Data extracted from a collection
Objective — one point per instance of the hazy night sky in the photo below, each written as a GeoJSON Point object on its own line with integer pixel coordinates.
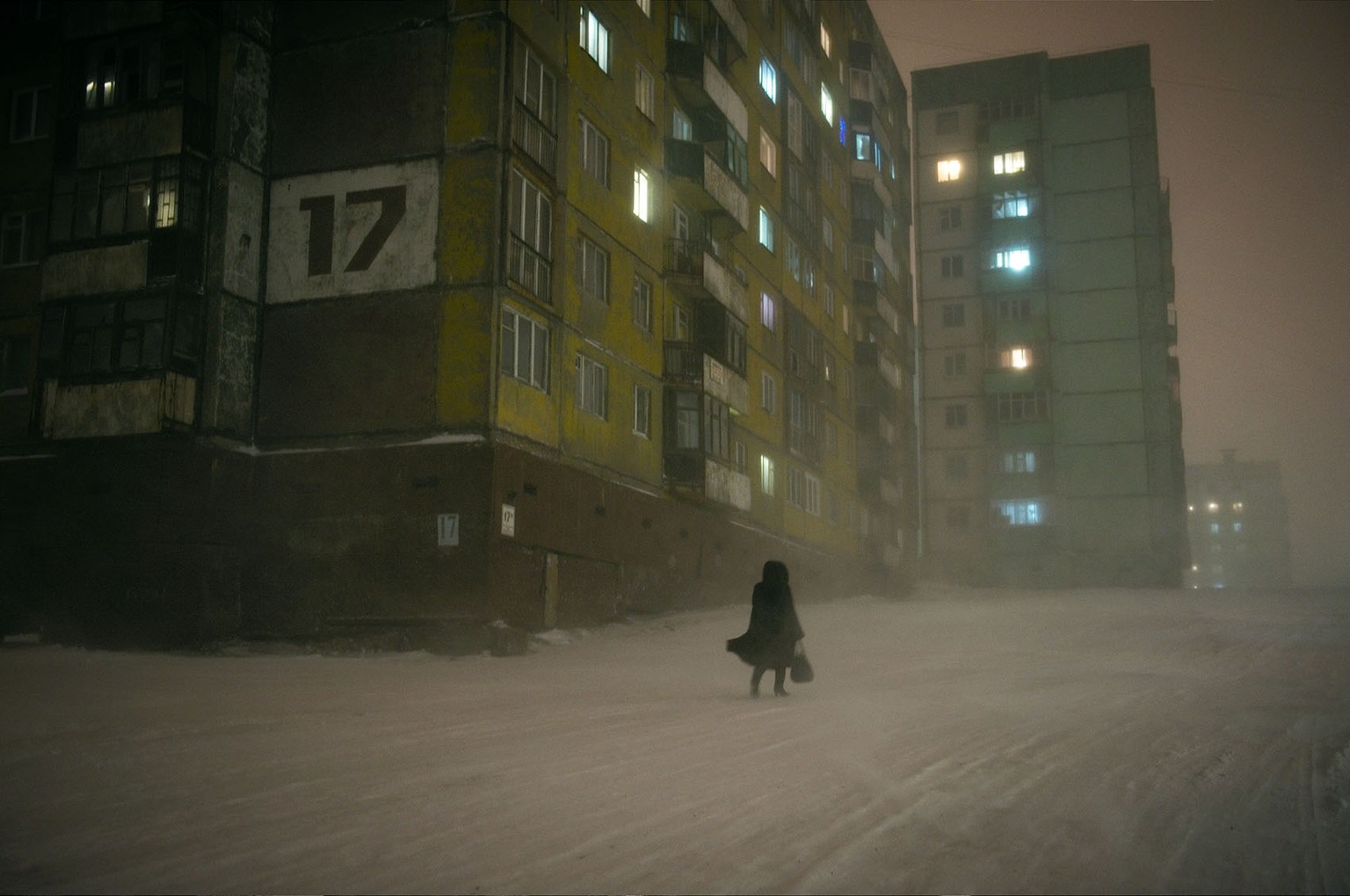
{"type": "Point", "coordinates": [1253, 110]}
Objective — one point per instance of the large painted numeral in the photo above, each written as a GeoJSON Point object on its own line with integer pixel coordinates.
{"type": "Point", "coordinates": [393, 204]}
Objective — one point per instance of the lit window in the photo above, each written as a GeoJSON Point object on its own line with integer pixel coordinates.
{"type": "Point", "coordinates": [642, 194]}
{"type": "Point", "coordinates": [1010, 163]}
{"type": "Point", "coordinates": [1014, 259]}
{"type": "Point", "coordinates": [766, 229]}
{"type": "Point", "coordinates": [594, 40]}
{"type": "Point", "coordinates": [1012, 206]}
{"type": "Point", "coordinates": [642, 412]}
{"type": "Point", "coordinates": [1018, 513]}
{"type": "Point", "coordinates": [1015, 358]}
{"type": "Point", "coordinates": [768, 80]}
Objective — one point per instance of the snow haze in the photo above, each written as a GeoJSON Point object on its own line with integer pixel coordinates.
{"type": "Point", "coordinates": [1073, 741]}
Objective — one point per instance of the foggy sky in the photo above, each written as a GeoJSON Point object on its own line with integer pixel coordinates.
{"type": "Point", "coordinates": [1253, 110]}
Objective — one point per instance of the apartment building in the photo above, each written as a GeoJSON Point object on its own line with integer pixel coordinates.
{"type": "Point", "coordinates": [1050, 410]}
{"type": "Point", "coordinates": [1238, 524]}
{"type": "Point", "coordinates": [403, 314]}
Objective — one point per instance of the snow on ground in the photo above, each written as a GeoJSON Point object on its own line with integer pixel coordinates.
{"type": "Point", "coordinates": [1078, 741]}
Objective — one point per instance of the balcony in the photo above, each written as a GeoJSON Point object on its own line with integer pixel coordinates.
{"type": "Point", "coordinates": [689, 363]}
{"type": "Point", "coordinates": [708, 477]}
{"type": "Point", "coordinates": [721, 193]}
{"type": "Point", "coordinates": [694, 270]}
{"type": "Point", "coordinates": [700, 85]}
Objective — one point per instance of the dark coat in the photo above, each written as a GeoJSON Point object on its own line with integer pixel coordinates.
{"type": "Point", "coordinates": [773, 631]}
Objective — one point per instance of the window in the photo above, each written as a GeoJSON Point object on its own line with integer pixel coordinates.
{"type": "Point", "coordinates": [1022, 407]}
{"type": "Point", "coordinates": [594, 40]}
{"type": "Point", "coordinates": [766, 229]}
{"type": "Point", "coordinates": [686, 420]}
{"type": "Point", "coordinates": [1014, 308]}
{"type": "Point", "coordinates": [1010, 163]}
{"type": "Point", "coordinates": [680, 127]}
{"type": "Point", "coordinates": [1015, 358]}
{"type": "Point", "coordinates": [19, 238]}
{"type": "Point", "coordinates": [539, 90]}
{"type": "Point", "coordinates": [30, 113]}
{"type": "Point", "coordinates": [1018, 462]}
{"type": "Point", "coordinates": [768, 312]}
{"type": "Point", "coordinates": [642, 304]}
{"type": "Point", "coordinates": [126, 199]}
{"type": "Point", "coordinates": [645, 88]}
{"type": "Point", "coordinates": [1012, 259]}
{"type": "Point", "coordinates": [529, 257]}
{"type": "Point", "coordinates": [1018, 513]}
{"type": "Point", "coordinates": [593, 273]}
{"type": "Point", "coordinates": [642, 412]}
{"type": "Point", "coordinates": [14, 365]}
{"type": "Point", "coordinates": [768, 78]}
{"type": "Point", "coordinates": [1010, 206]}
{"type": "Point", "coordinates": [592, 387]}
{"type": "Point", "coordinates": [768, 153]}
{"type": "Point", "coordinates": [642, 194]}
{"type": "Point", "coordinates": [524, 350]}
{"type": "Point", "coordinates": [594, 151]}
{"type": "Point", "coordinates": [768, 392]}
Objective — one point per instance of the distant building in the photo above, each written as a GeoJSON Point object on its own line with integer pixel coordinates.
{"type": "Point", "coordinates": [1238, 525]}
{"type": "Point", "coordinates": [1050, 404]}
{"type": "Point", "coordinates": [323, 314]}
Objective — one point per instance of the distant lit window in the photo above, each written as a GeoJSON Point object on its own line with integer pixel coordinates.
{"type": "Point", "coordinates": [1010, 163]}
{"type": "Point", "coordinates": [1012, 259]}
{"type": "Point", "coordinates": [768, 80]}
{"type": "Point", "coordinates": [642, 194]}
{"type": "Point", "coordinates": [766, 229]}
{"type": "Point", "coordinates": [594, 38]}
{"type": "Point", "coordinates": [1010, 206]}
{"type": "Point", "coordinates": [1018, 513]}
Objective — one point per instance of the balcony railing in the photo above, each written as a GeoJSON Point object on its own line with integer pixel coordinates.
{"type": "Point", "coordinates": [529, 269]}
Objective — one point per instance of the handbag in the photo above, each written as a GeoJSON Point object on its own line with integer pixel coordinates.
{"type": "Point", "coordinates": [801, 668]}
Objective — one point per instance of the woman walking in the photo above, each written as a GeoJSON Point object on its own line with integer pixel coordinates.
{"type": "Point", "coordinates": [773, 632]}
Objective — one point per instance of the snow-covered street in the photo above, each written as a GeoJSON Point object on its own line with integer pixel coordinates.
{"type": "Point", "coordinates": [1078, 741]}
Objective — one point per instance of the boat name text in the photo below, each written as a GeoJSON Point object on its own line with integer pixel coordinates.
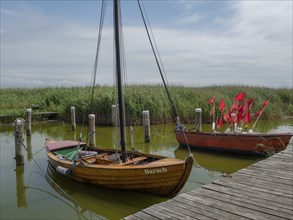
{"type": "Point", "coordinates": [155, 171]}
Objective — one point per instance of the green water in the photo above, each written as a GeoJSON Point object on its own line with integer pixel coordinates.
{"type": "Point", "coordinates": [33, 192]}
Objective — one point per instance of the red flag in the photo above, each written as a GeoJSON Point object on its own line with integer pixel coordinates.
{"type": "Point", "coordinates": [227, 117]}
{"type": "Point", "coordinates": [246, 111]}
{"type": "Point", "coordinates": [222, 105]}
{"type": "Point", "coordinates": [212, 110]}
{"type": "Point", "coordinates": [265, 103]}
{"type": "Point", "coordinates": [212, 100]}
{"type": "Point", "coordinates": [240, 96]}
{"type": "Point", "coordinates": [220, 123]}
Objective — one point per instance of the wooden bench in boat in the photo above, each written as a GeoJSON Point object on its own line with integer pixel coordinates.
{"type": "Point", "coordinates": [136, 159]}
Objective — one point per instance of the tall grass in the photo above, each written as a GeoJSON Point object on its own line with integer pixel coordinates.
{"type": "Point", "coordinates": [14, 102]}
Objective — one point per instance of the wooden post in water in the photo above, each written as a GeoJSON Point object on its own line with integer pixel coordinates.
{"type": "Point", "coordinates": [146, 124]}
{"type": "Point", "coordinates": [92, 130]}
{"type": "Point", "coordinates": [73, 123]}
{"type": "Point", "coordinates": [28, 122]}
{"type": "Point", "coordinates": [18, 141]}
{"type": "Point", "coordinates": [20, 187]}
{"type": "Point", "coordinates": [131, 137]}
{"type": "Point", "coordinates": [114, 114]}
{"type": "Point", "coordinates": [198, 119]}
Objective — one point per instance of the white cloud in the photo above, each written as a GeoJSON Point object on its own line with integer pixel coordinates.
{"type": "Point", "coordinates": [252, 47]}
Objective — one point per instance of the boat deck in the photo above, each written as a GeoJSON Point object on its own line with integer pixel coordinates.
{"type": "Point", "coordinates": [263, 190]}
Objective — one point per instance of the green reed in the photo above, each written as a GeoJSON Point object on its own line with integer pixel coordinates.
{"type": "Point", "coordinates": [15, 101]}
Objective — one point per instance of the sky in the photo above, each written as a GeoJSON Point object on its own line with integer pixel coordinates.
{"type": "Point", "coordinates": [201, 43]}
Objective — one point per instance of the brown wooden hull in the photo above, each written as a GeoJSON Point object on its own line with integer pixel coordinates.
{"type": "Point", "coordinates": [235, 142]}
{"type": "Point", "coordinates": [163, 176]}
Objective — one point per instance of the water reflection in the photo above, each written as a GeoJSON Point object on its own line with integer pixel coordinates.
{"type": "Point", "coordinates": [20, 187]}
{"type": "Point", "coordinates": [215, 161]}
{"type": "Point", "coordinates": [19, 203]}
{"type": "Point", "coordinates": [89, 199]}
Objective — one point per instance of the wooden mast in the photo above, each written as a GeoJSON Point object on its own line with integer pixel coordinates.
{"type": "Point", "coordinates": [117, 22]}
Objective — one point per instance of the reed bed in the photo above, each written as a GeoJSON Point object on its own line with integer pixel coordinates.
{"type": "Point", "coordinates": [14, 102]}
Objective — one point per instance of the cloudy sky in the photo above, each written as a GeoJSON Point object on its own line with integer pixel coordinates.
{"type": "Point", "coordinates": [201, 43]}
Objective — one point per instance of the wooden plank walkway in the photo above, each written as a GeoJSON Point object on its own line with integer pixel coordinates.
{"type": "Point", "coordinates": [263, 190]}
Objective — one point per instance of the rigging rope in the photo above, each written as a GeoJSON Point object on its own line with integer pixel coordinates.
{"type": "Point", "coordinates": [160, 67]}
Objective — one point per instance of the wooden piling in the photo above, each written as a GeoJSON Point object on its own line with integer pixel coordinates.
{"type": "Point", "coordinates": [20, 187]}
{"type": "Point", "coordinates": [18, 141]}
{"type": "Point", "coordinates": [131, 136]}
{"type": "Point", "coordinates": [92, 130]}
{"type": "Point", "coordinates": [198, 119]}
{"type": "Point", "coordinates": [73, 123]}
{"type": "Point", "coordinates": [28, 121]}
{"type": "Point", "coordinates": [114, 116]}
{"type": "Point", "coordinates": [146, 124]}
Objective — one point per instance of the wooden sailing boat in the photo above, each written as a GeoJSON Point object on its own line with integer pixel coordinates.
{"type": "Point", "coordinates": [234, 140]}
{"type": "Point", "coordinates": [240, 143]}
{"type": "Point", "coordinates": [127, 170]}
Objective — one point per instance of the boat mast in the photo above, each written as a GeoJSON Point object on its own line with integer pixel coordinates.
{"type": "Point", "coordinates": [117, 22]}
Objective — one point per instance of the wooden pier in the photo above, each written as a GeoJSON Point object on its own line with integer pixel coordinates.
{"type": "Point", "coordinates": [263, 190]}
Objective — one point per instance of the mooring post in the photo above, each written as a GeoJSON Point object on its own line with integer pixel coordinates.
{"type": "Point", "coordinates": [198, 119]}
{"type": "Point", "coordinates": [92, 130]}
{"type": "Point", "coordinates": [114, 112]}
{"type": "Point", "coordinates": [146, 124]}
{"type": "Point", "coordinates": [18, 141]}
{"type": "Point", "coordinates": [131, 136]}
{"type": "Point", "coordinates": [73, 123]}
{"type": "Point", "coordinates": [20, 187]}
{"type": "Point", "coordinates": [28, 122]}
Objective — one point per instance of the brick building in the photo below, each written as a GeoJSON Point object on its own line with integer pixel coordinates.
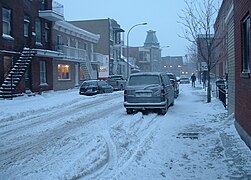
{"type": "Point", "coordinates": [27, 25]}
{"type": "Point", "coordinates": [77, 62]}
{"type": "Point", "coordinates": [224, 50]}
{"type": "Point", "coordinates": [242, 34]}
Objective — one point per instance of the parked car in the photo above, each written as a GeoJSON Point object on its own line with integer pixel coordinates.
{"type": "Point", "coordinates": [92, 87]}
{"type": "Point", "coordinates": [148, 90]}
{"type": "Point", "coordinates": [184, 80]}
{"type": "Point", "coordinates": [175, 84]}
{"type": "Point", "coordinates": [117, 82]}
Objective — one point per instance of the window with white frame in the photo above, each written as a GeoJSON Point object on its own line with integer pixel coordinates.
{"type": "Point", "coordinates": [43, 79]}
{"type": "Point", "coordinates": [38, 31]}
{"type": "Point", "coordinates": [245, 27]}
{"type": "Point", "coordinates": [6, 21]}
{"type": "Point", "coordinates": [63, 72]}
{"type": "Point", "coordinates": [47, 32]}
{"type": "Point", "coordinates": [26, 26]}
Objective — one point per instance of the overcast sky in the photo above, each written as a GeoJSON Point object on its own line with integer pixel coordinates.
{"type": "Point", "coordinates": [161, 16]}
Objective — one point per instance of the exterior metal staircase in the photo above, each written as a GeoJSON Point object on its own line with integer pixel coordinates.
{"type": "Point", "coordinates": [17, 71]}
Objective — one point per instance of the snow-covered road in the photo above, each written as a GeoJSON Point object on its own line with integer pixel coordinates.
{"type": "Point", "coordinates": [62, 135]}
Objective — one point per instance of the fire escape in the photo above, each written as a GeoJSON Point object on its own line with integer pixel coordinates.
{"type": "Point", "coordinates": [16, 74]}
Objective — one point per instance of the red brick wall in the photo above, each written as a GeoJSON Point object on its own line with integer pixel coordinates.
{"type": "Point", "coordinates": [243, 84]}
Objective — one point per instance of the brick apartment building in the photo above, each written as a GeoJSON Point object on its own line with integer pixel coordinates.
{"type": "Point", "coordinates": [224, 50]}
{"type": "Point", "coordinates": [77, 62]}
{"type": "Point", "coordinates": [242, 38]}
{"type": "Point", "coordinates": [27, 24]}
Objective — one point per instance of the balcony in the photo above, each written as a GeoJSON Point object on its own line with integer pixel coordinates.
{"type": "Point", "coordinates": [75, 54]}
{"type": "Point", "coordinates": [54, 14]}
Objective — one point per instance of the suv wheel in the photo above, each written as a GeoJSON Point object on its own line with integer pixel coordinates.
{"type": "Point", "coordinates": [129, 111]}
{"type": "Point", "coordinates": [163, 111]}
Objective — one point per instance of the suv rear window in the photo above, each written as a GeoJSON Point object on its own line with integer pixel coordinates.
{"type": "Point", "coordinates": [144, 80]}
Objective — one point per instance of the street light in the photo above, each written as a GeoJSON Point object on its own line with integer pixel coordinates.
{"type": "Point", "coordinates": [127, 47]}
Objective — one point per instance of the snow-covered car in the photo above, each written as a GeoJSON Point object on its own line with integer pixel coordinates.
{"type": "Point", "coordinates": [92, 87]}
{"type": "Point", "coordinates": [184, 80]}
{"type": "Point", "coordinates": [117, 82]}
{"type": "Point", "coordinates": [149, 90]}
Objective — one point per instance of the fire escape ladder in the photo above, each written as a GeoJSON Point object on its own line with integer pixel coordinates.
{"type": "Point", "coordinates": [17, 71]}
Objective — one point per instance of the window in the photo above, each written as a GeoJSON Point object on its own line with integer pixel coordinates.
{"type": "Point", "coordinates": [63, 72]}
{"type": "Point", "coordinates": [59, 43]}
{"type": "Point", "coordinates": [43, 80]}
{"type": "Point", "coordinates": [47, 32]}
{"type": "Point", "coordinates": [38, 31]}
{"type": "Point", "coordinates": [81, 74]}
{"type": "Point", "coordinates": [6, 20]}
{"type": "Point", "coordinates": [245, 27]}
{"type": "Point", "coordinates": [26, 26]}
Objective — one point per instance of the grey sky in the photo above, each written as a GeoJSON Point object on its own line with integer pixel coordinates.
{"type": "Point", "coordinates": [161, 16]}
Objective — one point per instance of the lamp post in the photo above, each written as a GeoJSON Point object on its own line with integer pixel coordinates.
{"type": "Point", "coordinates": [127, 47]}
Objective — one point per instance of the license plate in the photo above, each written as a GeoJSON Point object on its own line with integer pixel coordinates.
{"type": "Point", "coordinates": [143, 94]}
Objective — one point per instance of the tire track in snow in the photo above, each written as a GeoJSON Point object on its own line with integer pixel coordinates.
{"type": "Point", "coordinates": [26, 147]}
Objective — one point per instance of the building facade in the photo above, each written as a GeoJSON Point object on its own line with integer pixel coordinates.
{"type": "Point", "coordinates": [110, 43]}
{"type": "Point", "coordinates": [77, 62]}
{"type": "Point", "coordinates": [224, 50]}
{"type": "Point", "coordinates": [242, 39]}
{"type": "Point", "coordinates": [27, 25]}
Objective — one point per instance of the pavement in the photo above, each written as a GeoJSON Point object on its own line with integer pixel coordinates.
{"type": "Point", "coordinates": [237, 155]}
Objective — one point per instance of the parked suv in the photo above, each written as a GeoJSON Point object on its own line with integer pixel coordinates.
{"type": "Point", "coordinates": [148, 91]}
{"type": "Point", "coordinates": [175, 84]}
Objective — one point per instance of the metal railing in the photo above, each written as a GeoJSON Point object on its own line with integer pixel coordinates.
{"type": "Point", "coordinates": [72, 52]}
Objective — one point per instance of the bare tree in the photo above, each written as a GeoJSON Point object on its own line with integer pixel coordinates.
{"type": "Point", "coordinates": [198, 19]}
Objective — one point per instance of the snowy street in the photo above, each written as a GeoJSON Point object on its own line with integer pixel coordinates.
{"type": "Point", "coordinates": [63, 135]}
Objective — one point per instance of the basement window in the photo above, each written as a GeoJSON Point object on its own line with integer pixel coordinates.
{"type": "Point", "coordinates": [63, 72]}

◆ **PROMPT**
Every line from the one containing "Objective — one point per instance of the basement" through the last line above should be retyped exactly; no other lines are wanted.

◆ **TASK ANSWER**
Objective — one point per instance of the basement window in the photo above, each written as a GeoJSON Point object on its own line with integer pixel coordinates.
{"type": "Point", "coordinates": [63, 72]}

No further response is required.